Teachers, Healers, & Guides: Part Two
The day I met Frankie I wasn’t quite sure what to make of him. I had long bought into the ideas of donkeys being stubborn and prone to outbursts of aggression and up to that point I had no reason to believe otherwise. But, Frankie was different. From the moment I laid eyes on him, there was a softness about him. It took me a long while to put my generalized “donkey bias” aside and see him exactly as he was, but I knew from that first moment that there was something special about him
Frankie was a rescued donkey at one of our local animal sanctuaries, The Ranch (now located in Placerville, CA). He had been abandoned in a field with his mother and had minimal human experience before being taken in by Kate and her organization. But, with gentle love and consistency Frankie began to blossom.
I can’t imagine what he must have felt the first few times he encountered me. I was a complex mixture of anxiety and fascination. He was such a beautiful and wondrous creature, but the back of my mind was constantly replaying repeated imaginings of donkeys kicking, biting, and lashing out. Frankie never seemed to mind though. He was unwaveringly patient with me and always regarded me with a quiet inquisitiveness, as if he was just waiting for me to figure out on my own just what a gentle and loving soul he was.
Because donkeys are inherently different than horses, much of the knowledge and understanding that I carried from growing up around horses was of little use in really comprehending his behavior and instinctive nature. Wild donkeys are generally solitary equines who live in dry arid regions, whereas horses find themselves in harem style hierarchies (or bachelor groupings) on more lush and grassy terrains. This major distinction can account for many of key differences in behavior we see between horses and donkeys. Due to their solitary existence, donkeys are more territorial and are more prone than horses to fight rather than to flee when they feel threatened. They are also more likely to freeze and survey their surroundings when they are unsure (which can be misconstrued by humans as “stubbornness”) and this can lead to anxious behavior towards enclosed spaces, such as trailers, due to an instinct to avoid being "trapped". Donkeys are also regarded as faster learners because they rely on their own abilities to maintain their safety and well being rather than that of a herd; and this can lead to cleverly discovering ways in which to avoid situations they deem unpleasant or negative.
Had I known and truly understood all of this when I first met Frankie, the evolution of our relationship might have looked different, but likely it would have been far less meaningful. Frankie was an excellent teacher in overcoming fear and releasing bias. Frankie was a gentle guide in the art of slowly building confidence and trust. Frankie was also a master at knowing when to lean in and when to back off.
There were days when he barely looked at me. Whether I was frustrated or not really paying attention to his signals in the way that he deserved; Frankie would refuse to give me the time of day unless I was fully present. However, on the days when I was open or ready for connection, he would approach the fence without fail and rest his head against my hand waiting for his beloved “behind the ears” scratches. Beyond that though, for whatever reason, there was always one emotion that Frankie seemed to understand without fail. That emotion was sadness.

Dataset content:
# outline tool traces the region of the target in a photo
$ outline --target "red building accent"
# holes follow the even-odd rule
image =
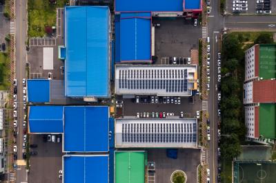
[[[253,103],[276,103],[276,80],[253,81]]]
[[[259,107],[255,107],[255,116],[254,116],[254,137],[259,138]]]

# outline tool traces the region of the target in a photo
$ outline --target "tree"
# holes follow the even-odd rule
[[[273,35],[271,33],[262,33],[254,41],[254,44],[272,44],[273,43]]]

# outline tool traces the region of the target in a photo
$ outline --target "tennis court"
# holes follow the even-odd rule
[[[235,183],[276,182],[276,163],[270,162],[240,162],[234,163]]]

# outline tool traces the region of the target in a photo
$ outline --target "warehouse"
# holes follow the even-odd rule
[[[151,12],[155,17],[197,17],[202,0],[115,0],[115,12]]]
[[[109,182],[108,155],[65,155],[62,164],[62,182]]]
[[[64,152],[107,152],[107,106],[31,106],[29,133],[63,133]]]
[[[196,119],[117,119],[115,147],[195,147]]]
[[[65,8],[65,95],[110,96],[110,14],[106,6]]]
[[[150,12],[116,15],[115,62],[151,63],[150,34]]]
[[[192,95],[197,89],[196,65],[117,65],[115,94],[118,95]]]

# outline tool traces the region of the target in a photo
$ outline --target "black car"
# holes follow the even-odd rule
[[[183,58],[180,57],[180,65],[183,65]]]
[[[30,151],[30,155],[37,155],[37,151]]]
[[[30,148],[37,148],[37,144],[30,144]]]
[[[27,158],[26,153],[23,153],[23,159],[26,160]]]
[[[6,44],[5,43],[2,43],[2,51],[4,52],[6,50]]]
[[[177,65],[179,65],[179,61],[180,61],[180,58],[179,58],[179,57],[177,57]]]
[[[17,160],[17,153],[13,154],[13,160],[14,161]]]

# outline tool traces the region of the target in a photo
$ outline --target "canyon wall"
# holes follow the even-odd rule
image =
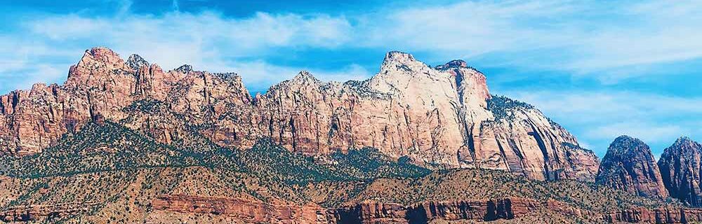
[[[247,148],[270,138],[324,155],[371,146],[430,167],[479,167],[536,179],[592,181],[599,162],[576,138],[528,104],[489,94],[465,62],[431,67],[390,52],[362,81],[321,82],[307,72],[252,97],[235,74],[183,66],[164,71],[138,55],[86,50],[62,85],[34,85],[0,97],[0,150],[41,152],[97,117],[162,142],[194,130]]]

Activity list:
• a. According to the text about Frankie, where was Frankie left before he was taken in?
• b. Sum up the text about Frankie in two sentences.
• c. Reproduce the text about Frankie word for word, everything from "There were days" down to "emotion was sadness.".
The lines are separate material, apart from the text about Frankie.

Expected responses:
• a. He had been abandoned in a field with his mother.

• b. The writer first met Frankie, a rescued donkey at a sanctuary called The Ranch, with anxiety rooted in a bias that donkeys are stubborn and aggressive, but Frankie stayed patient and gentle. Donkeys differ from horses in ways shaped by their solitary nature, and Frankie taught the writer to overcome fear, build trust, and be fully present, and he always seemed to understand sadness.

• c.
There were days when he barely looked at me. Whether I was frustrated or not really paying attention to his signals in the way that he deserved; Frankie would refuse to give me the time of day unless I was fully present. However, on the days when I was open or ready for connection, he would approach the fence without fail and rest his head against my hand waiting for his beloved “behind the ears” scratches. Beyond that though, for whatever reason, there was always one emotion that Frankie seemed to understand without fail. That emotion was sadness.